▸ **Goal of the exercise**:
Render the items below as a two-column CSV with the headers "prompt" and "response", one row per item, placing each item's text and its answer in a single quoted field apiece with every line break replaced by a space. Omit the pictures from the output.

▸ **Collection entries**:
• • • •

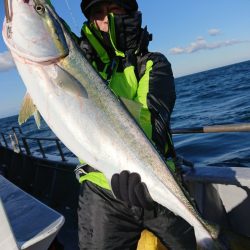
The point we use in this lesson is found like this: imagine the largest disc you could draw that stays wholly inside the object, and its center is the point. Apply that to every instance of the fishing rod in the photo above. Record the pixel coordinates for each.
(243, 127)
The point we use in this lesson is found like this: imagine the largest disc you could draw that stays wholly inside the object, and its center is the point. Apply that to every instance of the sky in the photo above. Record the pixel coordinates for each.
(194, 35)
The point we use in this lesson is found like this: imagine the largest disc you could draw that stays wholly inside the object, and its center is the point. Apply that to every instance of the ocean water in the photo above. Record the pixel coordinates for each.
(218, 96)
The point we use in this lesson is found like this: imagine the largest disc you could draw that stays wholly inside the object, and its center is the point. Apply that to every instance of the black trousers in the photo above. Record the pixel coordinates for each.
(106, 223)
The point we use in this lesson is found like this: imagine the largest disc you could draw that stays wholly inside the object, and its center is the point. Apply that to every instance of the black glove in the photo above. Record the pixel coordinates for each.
(129, 188)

• • • •

▸ **Exercise solution**:
prompt,response
"The point we use in this lesson is found like this: imagine the largest disc you could draw that stays wholly inside the object, and its center is the point. Apply that to every instance of the fishing rod in the photo above. Record the pixel coordinates for each.","(243, 127)"
"The point we use in this lesson is found like this: imagine the largest disc you could draw that stays wholly inside the object, and its center is the point. Apply that to every instance of the sky in the photo above. Record the pixel coordinates for each.","(194, 35)"
"The point we use in this lesson is found like this: imagine the largest disc you could draw that stays wholly inside the object, and its center is the point. Apply that to every instance of the ocean water in the photo above. Record the pixel coordinates for each.","(218, 96)"
"The point we use in this lesson is found like this: imagine the largest disc you could draw that stays wholly inside the object, and its center is the point. Apply that to every instance of the black trousers in the photo above. Record the pixel coordinates for each.","(106, 223)"
"The point we use in this lesson is found like this: imagine the largest disc you could draw that stays wholly inside the object, and its center is the point. Apply that to every instance of the black glove in the photo above. Record the pixel coordinates for each.","(129, 188)"